# Provided data
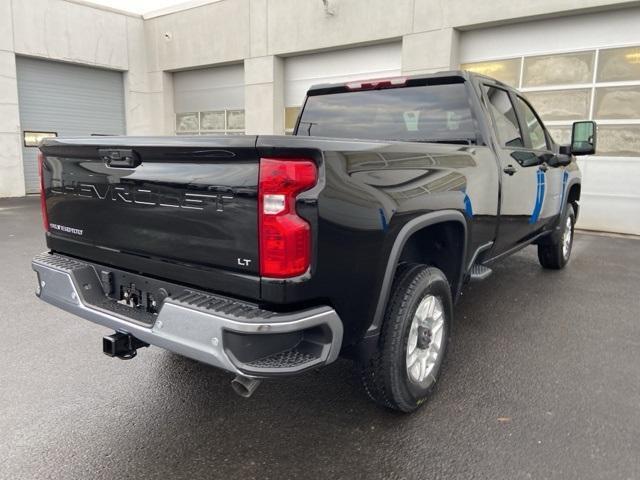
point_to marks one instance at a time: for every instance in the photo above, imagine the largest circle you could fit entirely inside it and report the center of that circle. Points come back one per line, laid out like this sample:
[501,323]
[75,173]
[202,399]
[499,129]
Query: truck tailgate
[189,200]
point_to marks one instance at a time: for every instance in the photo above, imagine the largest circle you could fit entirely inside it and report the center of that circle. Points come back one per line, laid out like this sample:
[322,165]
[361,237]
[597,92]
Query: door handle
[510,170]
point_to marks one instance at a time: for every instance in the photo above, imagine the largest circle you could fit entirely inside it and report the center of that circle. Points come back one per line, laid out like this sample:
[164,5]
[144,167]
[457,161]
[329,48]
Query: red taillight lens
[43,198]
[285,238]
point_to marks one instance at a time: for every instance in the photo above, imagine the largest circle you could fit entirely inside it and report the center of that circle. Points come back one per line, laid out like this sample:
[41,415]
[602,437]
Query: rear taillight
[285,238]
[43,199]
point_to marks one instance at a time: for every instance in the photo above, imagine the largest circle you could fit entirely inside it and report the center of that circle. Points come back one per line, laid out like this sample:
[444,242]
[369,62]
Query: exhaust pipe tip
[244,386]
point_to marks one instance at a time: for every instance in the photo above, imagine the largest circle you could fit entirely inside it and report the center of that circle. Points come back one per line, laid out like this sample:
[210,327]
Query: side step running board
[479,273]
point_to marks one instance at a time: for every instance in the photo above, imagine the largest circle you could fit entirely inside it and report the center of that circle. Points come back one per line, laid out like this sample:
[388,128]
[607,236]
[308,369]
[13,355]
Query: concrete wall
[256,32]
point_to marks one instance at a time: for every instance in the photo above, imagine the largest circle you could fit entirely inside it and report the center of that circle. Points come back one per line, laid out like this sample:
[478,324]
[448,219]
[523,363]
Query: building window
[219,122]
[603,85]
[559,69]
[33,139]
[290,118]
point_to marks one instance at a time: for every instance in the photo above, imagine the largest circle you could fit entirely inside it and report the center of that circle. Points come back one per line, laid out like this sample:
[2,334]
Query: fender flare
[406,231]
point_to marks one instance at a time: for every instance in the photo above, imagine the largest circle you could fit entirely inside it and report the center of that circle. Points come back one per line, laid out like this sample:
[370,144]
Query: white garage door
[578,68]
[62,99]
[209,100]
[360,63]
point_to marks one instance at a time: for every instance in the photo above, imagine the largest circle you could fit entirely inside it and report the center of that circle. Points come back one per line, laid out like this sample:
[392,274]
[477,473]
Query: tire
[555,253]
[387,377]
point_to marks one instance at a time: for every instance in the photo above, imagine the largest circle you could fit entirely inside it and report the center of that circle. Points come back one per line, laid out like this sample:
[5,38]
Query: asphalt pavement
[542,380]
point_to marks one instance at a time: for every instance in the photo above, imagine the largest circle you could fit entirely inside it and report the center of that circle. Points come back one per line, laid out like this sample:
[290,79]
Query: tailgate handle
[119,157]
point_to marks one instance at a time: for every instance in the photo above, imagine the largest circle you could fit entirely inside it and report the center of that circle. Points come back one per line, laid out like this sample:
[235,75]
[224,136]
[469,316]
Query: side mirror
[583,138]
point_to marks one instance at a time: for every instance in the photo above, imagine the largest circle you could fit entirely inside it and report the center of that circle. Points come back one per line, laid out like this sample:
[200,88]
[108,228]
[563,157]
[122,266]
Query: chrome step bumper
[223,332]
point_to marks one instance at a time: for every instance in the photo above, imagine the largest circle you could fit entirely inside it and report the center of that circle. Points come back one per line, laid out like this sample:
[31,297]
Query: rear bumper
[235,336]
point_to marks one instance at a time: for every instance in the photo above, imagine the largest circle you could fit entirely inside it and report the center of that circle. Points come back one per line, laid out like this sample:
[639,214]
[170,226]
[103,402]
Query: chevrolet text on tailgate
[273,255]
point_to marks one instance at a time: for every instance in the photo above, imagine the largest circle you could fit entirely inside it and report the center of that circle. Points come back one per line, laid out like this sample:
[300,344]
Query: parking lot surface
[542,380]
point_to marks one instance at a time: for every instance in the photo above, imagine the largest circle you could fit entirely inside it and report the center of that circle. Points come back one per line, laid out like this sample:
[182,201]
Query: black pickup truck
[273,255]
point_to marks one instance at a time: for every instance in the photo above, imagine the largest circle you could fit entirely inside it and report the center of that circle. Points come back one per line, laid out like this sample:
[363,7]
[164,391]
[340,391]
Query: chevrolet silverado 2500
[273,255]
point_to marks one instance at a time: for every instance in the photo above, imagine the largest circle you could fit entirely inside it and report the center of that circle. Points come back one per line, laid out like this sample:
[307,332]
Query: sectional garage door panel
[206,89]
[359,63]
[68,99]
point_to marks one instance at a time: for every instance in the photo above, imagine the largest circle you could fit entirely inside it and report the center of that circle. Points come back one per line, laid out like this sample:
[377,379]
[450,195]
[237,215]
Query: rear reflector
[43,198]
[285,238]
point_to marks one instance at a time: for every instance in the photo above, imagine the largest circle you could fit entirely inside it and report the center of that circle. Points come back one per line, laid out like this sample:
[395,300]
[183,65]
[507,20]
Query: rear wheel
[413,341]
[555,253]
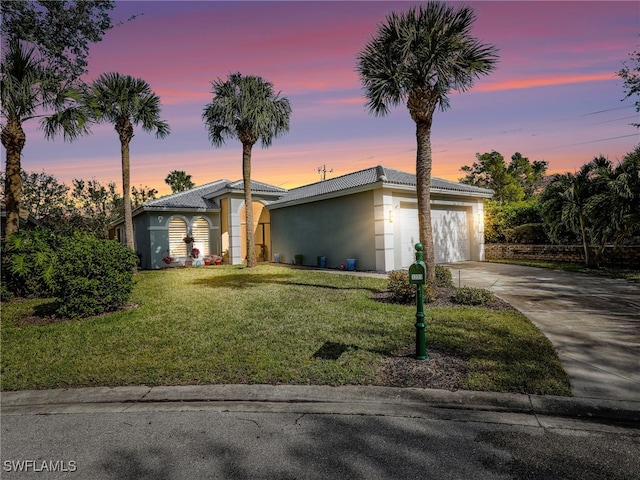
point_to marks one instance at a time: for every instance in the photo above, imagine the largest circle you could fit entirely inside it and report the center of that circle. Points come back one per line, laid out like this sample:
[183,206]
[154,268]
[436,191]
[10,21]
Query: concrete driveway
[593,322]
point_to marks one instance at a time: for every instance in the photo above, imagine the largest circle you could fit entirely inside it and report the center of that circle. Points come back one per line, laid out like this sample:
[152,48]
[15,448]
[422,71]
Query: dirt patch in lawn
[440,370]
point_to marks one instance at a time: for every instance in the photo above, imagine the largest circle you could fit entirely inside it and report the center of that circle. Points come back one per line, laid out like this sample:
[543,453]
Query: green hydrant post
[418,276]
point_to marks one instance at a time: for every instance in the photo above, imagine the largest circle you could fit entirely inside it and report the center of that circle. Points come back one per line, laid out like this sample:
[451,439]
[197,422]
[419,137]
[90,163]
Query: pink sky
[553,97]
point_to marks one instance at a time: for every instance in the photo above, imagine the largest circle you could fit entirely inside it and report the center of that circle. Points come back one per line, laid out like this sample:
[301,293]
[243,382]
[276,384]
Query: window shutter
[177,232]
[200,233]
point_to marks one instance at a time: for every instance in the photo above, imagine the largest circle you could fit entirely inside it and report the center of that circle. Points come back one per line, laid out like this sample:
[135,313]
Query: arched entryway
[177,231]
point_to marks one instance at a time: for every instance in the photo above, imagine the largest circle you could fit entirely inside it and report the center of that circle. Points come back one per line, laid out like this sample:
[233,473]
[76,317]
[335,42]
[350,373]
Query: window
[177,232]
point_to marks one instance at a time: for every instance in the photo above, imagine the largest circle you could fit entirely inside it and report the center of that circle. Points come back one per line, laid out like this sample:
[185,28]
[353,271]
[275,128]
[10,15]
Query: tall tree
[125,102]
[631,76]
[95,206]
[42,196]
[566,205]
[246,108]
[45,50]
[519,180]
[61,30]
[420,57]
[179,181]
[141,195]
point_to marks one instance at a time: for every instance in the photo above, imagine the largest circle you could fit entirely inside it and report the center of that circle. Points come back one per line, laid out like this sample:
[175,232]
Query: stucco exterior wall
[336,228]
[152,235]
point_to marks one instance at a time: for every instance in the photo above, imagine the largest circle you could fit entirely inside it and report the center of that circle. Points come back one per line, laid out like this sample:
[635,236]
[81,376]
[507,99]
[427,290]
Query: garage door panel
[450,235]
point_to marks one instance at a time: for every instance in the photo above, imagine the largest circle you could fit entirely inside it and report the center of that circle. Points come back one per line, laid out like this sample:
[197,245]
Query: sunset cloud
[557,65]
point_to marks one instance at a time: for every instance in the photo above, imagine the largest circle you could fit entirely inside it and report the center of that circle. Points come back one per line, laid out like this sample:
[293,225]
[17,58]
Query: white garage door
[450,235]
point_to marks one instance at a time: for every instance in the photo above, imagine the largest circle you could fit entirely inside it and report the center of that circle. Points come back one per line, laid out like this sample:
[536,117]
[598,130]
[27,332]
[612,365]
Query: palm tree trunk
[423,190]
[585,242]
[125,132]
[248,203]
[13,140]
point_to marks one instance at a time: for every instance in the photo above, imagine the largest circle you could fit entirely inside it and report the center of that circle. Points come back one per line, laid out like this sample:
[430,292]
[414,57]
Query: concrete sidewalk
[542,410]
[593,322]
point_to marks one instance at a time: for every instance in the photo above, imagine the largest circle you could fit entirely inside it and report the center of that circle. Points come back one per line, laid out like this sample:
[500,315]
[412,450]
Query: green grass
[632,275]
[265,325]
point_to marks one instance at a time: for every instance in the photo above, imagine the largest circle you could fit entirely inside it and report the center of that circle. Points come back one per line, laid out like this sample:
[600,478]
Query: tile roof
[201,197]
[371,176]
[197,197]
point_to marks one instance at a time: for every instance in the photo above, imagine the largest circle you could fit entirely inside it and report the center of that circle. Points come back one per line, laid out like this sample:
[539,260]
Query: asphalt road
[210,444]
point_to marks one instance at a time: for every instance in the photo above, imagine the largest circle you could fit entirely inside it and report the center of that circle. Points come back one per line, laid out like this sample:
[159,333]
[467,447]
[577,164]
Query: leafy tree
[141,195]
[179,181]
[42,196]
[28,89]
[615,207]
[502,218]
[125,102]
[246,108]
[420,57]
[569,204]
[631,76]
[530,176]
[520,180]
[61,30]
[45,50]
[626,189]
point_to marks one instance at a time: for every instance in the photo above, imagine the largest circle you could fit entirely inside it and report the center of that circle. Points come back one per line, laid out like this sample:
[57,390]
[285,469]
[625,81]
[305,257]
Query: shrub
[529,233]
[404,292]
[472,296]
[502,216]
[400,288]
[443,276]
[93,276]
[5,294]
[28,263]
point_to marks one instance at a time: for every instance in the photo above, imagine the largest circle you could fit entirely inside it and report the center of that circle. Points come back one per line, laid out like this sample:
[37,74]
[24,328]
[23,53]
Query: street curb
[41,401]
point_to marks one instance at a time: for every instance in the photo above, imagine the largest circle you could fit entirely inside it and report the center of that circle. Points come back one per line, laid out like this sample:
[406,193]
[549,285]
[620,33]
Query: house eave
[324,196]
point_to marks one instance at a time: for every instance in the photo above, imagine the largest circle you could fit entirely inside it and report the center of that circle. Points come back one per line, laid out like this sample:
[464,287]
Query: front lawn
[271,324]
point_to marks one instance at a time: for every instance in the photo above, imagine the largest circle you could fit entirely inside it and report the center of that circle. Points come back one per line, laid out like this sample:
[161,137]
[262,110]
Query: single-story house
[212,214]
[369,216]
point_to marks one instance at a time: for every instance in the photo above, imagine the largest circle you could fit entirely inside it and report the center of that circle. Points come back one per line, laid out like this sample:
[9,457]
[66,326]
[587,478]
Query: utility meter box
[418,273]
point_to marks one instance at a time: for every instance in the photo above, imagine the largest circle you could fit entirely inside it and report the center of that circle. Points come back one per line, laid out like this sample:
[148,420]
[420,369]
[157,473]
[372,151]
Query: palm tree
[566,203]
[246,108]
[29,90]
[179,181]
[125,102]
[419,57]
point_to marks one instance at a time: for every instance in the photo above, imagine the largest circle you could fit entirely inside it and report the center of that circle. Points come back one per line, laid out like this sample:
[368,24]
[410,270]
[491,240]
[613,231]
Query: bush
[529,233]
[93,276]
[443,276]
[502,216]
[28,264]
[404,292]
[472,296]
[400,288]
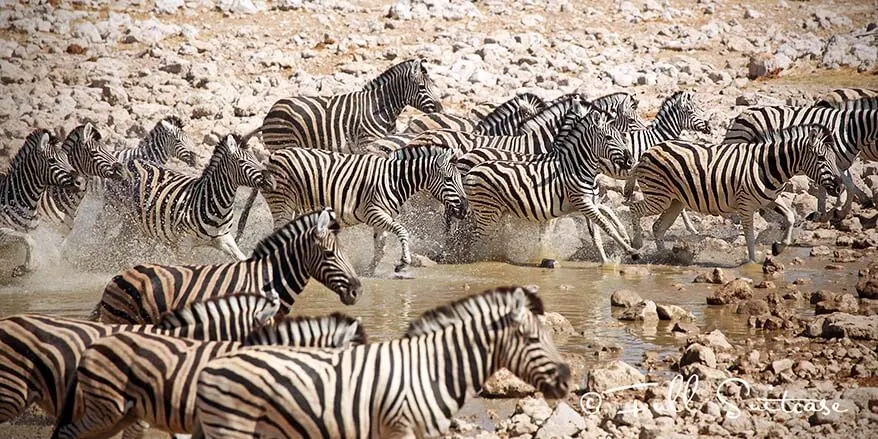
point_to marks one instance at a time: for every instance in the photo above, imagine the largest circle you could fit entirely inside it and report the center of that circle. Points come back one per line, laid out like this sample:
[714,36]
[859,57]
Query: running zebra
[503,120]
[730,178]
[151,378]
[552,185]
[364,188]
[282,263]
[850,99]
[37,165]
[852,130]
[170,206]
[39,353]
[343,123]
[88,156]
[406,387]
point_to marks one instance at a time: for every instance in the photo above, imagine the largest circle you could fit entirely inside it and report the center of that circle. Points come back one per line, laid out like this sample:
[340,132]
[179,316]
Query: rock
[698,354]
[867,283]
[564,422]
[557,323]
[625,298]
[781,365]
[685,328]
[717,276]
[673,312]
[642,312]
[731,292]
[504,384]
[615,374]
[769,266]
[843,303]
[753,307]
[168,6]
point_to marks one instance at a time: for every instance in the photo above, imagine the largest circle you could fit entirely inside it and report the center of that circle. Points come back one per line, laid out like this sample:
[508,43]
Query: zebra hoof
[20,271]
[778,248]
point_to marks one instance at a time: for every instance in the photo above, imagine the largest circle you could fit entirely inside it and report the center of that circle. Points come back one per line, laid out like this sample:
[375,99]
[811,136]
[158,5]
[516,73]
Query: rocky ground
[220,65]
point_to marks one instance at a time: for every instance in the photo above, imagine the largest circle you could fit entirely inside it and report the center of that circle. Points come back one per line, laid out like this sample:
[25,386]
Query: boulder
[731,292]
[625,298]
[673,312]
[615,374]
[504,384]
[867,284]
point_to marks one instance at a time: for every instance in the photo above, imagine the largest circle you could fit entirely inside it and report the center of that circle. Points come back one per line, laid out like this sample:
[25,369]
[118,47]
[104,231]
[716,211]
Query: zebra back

# The problem
Please pick out every line in the material above that contains the string "rear" and copy each one in full.

# Expected answer
Query: rear taillight
Query: rear bumper
Query: rear reflector
Query: rear wheel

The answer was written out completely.